Article -
---
In the Midst of the Earth

Thirteenth of Nissan — Yartzeit of the Tzemach Tzedek


The Yartzeit of the Tzemach Tzedek is an opportune time for all Jews to study his teachings and to emulate his deeds, thereby effecting salvations “in the midst of the earth.”

The thirteenth day of Nissan marks the Yartzeit of the Tzemach Tzedek, fifth Rebbe of Chabad, who passed away in the year 5626.

A Yartzeit is not a mere anniversary of the passing. The Alter Rebbe writes that at the time of passing of a tzaddik, “all the effort of man, which his soul toiled during his lifetime...becomes revealed and radiates in a manifest way from above...and effects salvations in the midst of the earth to atone for the sin of the generation.”1 That revelation is repeated yearly on the Yartzeit.

The Alter Rebbe further notes that the passing of a tzaddik is such a lofty event that it is compared2 to the sacrifice of the parah adumah.3 Just as the parah adumah cleansed the most severe form of impurity, that which comes from contact with a dead person, so the passing of a tzaddik atones for the most severe sins of the generation. In the Alter Rebbe’s words, it “effects salvations in the midst of the earth”: although revealing transcendent levels of G‑dliness, it atones for sins stemming from even the most base levels of evil.4

For the wondrous revelations of a Yartzeit to be assimilated, Jews must do their part also.5 Their task is to continue in the path trodden by the tzaddik, to carry on his efforts and toil. The blessings from G‑d for material and spiritual plenty elicited by a tzaddik’s Yartzeit must be used by Jews to fulfill the mission of “effecting salvations in the midst of the earth” — transforming the mundane into holiness, evil into good.

A Yartzeit of a nasi, a leader of the Jewish people, has even further-reaching effects. A nasi represents all Jews, for he is an offshoot of our forefather Yaakov, his soul encompassing all souls.6 And his passing does not sever his relationship with his people. Accordingly, the blessings generated by the Yartzeit of a tzaddik are of an especially lofty nature.

Each tzaddik and each nasi possesses qualities unique to him and to his mode of service to G‑d. For a complete appreciation of the Tzemach Tzedek’s Yartzeit, it is important to study his way of service to G‑d and how it may be distinguished from those of others, even those of the other Rebbeim.7 For by studying his Torah teachings and emulating his deeds, we unite with him and “effect salvations in the midst of the earth.”
---
The problem - Summarize the article in two sentences. The listing is not needed for this work.
---
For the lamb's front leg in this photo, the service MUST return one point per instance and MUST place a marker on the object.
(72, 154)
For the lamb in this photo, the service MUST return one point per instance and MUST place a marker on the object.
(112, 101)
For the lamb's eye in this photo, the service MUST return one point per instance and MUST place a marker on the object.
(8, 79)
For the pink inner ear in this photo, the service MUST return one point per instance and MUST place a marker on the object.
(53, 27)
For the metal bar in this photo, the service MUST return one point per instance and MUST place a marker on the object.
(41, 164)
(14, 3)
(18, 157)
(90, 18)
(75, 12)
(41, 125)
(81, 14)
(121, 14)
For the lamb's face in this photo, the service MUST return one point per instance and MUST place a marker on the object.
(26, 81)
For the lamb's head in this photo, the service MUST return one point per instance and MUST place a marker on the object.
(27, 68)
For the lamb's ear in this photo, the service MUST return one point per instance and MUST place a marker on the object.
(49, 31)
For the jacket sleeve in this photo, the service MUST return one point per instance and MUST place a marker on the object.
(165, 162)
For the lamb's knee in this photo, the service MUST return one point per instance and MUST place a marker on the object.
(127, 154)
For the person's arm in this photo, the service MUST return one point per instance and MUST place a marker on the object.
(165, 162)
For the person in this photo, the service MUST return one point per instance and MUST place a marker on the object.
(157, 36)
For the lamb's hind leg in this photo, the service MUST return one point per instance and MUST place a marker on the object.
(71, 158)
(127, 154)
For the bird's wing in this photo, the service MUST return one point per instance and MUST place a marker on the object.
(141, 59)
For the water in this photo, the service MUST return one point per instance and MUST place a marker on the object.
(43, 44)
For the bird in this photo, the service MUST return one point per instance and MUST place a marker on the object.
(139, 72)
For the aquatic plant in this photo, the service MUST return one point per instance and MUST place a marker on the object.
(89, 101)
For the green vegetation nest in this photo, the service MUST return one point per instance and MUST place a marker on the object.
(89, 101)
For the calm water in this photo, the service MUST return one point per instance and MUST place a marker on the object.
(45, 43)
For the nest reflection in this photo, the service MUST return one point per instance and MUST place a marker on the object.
---
The completed task - The thirteenth of Nissan is the Yartzeit of the Tzemach Tzedek, fifth Rebbe of Chabad, and a Yartzeit repeats each year the revelation that occurs at a tzaddik's passing, which, like the parah adumah, atones for the generation's most severe sins and "effects salvations in the midst of the earth." Jews must do their part by continuing in the tzaddik's path and using the blessings of the Yartzeit to transform the mundane into holiness, and by studying the Tzemach Tzedek's teachings and emulating his deeds they unite with him.